▶ _Source passage_

This is a copy of an email sent to the Apache Group to improve the security of their web server. There have been no reply from them so far. Please go over this document and if you find this idea useful we might be able to get the folks at the Apache Group to pay attention.

Date: 1/16/2005 23:44:20 -0500
From: "" <>
Subject: suggestion for improvement
First of all I would like to congratulate all the persons collaborating with the Apache Group for making such a reliable and great product.

I am a software developer and webmaster of a site still under development which hopefully will be a good linux resource for everything Linux related and more, and specially for how-to's with an step by step approach where pro's an beginners alike will be delighted.

The scenario I am thinking is a private PHP application, not available to the general public, but which must be available nevertheless over the internet to company users or other users that must have access to such web enable application [this scenario is not very uncommon by the way in business settings].

As far as I know, by default a web server answers all requests with either a valid page or some kind of error.

What I am proposing here is a web server which replies ONLY when user knows in advance which web page they need and in which 'secret' [more on this later] folder it is located.

Let's pretend we have the following file structure on the web server.

a) /var/www

b) /var/www/xy179239Pya3Aik/index.php

Here /xy179239Pya3Aik/ is the 'secret' folder name.

▶ _Material_
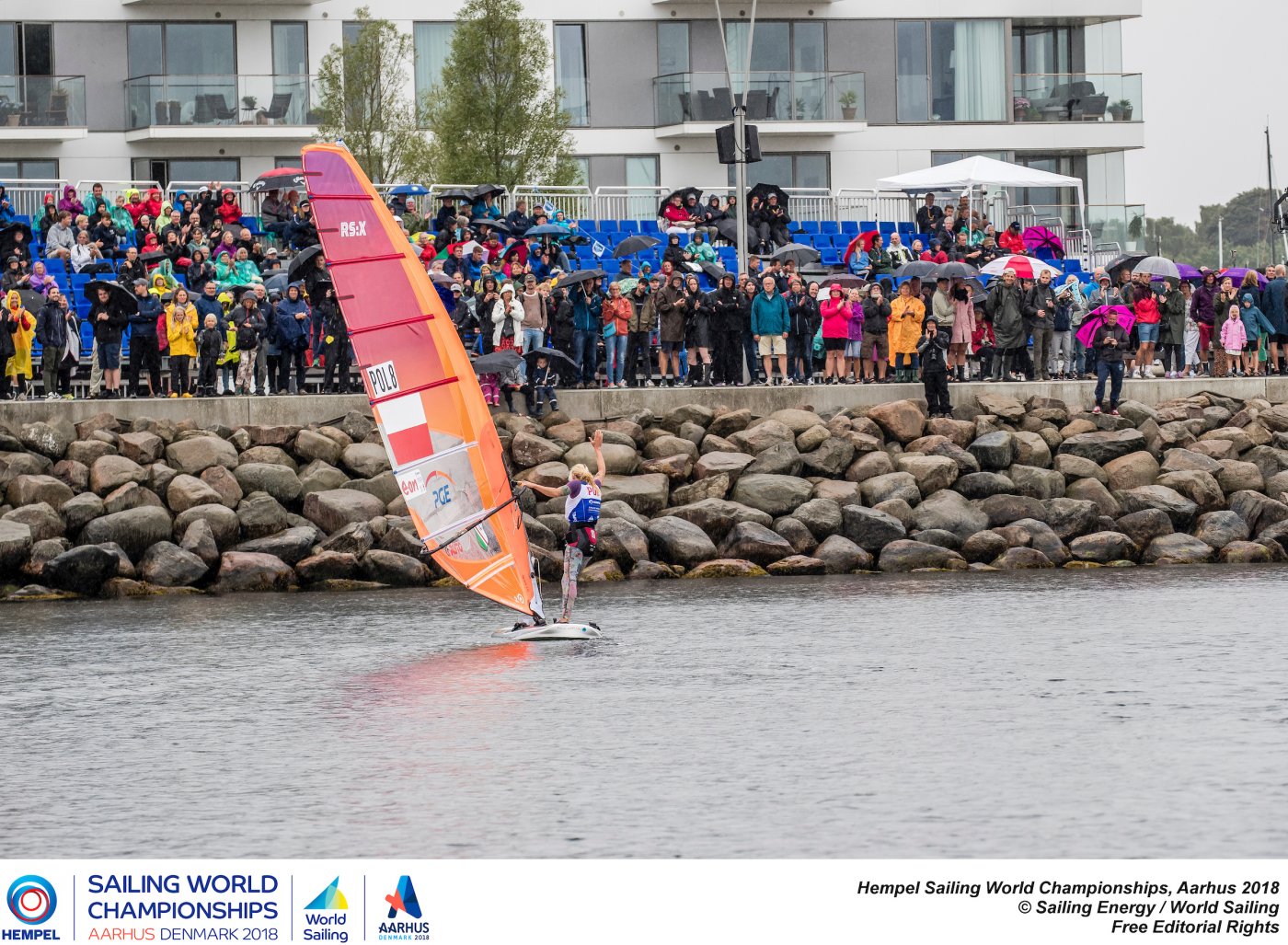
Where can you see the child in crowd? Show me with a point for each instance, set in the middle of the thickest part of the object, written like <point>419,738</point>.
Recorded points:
<point>544,381</point>
<point>210,347</point>
<point>1233,338</point>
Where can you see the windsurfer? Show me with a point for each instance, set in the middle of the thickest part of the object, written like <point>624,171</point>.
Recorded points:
<point>581,509</point>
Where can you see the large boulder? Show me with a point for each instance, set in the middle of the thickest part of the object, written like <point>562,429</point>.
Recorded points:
<point>248,570</point>
<point>15,546</point>
<point>169,565</point>
<point>1133,470</point>
<point>753,542</point>
<point>1104,445</point>
<point>908,555</point>
<point>675,541</point>
<point>134,529</point>
<point>29,490</point>
<point>1178,548</point>
<point>622,542</point>
<point>334,509</point>
<point>222,520</point>
<point>1104,547</point>
<point>995,451</point>
<point>715,516</point>
<point>773,494</point>
<point>109,473</point>
<point>1179,509</point>
<point>83,570</point>
<point>949,512</point>
<point>899,420</point>
<point>197,454</point>
<point>646,493</point>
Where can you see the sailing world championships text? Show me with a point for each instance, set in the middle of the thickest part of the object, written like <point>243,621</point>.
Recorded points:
<point>236,896</point>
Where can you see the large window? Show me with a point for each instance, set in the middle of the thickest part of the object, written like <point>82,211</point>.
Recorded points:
<point>950,70</point>
<point>433,45</point>
<point>184,49</point>
<point>788,170</point>
<point>570,71</point>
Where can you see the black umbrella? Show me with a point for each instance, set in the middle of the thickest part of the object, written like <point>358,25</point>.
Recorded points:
<point>280,179</point>
<point>119,295</point>
<point>917,268</point>
<point>303,263</point>
<point>498,362</point>
<point>637,244</point>
<point>956,271</point>
<point>683,193</point>
<point>1126,260</point>
<point>796,252</point>
<point>551,353</point>
<point>581,276</point>
<point>8,237</point>
<point>764,190</point>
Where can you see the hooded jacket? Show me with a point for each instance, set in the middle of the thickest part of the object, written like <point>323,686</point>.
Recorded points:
<point>836,313</point>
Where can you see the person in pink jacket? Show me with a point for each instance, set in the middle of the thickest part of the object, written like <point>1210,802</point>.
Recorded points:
<point>1233,338</point>
<point>836,332</point>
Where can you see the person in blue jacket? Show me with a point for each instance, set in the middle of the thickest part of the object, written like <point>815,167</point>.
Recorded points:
<point>770,322</point>
<point>144,351</point>
<point>292,335</point>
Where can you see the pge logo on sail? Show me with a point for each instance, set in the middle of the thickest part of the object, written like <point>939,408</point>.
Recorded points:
<point>32,902</point>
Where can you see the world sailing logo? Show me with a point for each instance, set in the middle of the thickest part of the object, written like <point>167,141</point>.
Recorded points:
<point>402,900</point>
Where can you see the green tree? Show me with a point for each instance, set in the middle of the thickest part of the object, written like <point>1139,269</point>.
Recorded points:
<point>362,100</point>
<point>492,115</point>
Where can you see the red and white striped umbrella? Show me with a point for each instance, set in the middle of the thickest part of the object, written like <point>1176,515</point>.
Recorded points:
<point>1024,267</point>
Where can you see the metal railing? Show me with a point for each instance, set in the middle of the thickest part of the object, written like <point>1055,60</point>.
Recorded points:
<point>42,100</point>
<point>1075,97</point>
<point>212,99</point>
<point>682,97</point>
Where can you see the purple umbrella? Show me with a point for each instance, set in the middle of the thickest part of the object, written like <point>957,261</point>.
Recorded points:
<point>1042,238</point>
<point>1236,274</point>
<point>1095,318</point>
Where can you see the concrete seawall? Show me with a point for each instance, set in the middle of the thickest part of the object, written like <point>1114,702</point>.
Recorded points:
<point>605,405</point>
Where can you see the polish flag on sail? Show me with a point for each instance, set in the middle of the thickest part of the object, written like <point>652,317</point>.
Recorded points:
<point>402,422</point>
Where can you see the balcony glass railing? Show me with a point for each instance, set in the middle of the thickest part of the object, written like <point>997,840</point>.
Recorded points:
<point>285,99</point>
<point>770,97</point>
<point>42,100</point>
<point>1077,97</point>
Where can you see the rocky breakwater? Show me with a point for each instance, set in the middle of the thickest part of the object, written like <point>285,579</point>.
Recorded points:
<point>1002,486</point>
<point>129,509</point>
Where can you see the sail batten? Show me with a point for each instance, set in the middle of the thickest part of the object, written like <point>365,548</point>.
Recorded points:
<point>437,429</point>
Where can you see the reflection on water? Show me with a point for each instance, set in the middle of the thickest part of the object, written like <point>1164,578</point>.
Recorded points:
<point>1050,713</point>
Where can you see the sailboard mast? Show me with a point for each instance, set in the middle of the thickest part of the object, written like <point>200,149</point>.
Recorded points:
<point>424,394</point>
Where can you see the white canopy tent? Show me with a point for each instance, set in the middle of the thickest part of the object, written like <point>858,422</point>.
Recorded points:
<point>975,171</point>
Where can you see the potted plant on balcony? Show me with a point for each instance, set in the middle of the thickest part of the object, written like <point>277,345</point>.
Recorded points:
<point>849,102</point>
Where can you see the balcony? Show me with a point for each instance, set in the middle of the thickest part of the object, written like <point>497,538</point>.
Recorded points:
<point>695,103</point>
<point>179,107</point>
<point>1060,97</point>
<point>42,109</point>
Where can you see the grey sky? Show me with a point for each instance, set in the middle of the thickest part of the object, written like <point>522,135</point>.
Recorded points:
<point>1204,125</point>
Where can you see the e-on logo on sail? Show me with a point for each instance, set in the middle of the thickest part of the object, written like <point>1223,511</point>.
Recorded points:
<point>403,900</point>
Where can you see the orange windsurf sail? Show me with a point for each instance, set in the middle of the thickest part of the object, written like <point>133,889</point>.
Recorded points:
<point>425,397</point>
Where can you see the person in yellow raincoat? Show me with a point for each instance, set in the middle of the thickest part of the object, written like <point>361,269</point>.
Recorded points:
<point>180,322</point>
<point>22,323</point>
<point>905,316</point>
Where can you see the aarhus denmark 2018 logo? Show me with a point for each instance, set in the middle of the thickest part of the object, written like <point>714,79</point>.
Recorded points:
<point>403,900</point>
<point>32,899</point>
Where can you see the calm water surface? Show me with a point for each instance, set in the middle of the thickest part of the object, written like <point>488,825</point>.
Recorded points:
<point>1040,715</point>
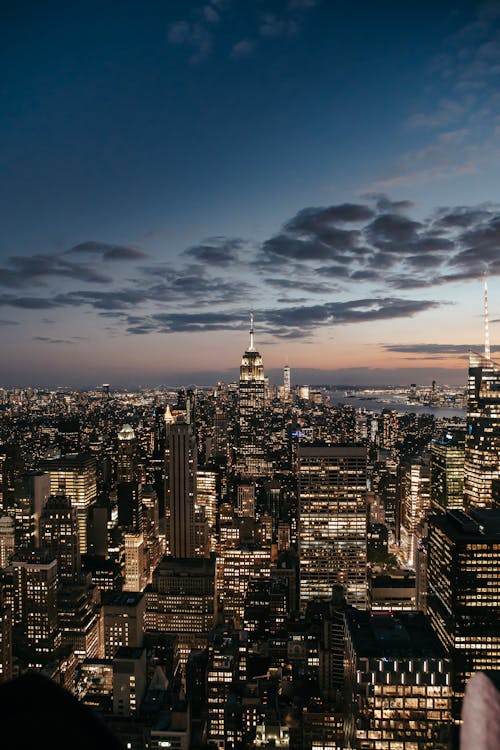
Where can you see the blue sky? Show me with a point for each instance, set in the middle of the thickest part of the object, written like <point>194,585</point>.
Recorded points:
<point>168,166</point>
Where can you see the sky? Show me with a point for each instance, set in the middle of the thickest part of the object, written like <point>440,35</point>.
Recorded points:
<point>167,167</point>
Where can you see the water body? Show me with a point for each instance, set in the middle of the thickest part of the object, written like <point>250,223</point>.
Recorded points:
<point>376,405</point>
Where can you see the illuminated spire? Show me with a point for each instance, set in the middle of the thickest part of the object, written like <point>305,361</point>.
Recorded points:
<point>486,321</point>
<point>251,348</point>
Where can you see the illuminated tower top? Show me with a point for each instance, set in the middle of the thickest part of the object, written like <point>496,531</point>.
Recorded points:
<point>486,320</point>
<point>252,367</point>
<point>251,348</point>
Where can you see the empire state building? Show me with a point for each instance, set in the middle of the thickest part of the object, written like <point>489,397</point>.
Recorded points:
<point>251,438</point>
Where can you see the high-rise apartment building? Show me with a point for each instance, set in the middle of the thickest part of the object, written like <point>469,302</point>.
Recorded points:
<point>5,643</point>
<point>59,533</point>
<point>35,604</point>
<point>416,500</point>
<point>126,459</point>
<point>286,381</point>
<point>398,680</point>
<point>482,440</point>
<point>332,522</point>
<point>136,570</point>
<point>447,472</point>
<point>74,475</point>
<point>182,489</point>
<point>7,540</point>
<point>181,600</point>
<point>252,398</point>
<point>122,620</point>
<point>463,591</point>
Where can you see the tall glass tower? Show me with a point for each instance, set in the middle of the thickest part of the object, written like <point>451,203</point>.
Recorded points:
<point>252,391</point>
<point>482,441</point>
<point>332,522</point>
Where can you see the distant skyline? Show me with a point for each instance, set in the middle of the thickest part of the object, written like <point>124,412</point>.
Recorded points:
<point>166,168</point>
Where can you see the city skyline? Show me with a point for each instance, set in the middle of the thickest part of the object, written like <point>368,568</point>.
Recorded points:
<point>167,172</point>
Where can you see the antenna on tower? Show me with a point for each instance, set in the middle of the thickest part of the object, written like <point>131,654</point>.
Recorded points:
<point>252,345</point>
<point>486,320</point>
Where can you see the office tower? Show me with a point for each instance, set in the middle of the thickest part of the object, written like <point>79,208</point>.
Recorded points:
<point>286,381</point>
<point>130,514</point>
<point>129,680</point>
<point>7,540</point>
<point>136,569</point>
<point>207,493</point>
<point>251,434</point>
<point>222,672</point>
<point>482,441</point>
<point>158,458</point>
<point>27,507</point>
<point>97,529</point>
<point>78,618</point>
<point>126,459</point>
<point>68,437</point>
<point>245,493</point>
<point>5,643</point>
<point>397,683</point>
<point>35,604</point>
<point>235,568</point>
<point>416,501</point>
<point>332,522</point>
<point>388,430</point>
<point>59,533</point>
<point>447,472</point>
<point>463,596</point>
<point>74,475</point>
<point>122,620</point>
<point>181,489</point>
<point>181,599</point>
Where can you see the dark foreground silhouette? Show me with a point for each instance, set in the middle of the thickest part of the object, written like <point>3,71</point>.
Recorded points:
<point>40,714</point>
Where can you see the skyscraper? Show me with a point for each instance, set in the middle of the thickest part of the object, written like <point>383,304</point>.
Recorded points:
<point>59,533</point>
<point>182,488</point>
<point>286,381</point>
<point>482,441</point>
<point>463,597</point>
<point>74,475</point>
<point>35,598</point>
<point>332,522</point>
<point>447,471</point>
<point>252,390</point>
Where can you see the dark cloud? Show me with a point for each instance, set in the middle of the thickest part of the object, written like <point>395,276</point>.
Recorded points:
<point>242,49</point>
<point>301,286</point>
<point>272,25</point>
<point>386,205</point>
<point>48,340</point>
<point>313,219</point>
<point>285,246</point>
<point>352,311</point>
<point>389,231</point>
<point>28,303</point>
<point>217,251</point>
<point>107,251</point>
<point>22,270</point>
<point>436,349</point>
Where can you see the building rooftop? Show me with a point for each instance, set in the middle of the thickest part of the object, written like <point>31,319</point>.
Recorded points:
<point>479,523</point>
<point>392,634</point>
<point>128,652</point>
<point>122,598</point>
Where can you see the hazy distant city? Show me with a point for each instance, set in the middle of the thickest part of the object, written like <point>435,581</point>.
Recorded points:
<point>249,390</point>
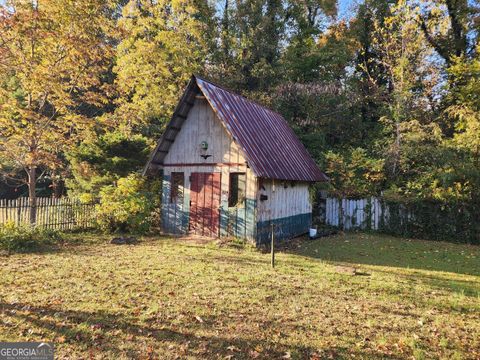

▶ _What to do_
- a) Name each header field that appears at the top of the email in the Apache security suggestion.
- b) Carry the Apache security suggestion forward from its final sentence.
The records have nothing to do with what is asked here.

▶ _Expected responses_
- a) Date, From, Subject

- b)
Apache is serving pages from root folder a). However for the application to be secure there will NEVER be any page available on the root folder.
When user browses to b) xy179239Pya3Aik/index.php the index page will be returned.

If a cracker or any other non-authorized user hits the root server NO documents will be server by default. There will be no listings of the root folder [or maybe any other folder] under any circumstance, in other words, the 'secret' folder will be invisible unless you know how to get there. Also, there will be no error codes for bad requests like 404 error codes, etc.

To further improve on this idea web browsers will have to be modified so that when printing from within browser there will be no url shown at the bottom of the page, so that only company users know how to get to the url.

Should you guys decide to implement this idea the only way [theoretically] for a cracker to break a web server configured as described above would be to physically go into your company and take a look at the'secret' folder [somehow which your regular cracker and script kiddie is very unlikely to do] or to someone get this information from someone within the company. Also, maybe there could be a way so that the browser does not display 'secret' folders in the address bar.

This setup could be described as "I'll give what you want ONLY if you tell me where it is" .

Also, there may be a way where some folders are public, while other are protected by a 'secret' folder as mentioned before.

I will be very pleased to know what you think about this and whether
this is something that could be implemented.


Juan Carlos

P.S. Just securing a folder with a username and password will not work in this scenario because user must be validated using information stored in a MySQL table and because of the way SESSION variables must be accessed by application.

I was thinking that if something like this could be implemented Denial of Service attacks against payment processors or similar companies could be diminished because they will only provide the 'secret' folder to the companies they need to deal with.

Again, thanks for taking the time to read this. Take care.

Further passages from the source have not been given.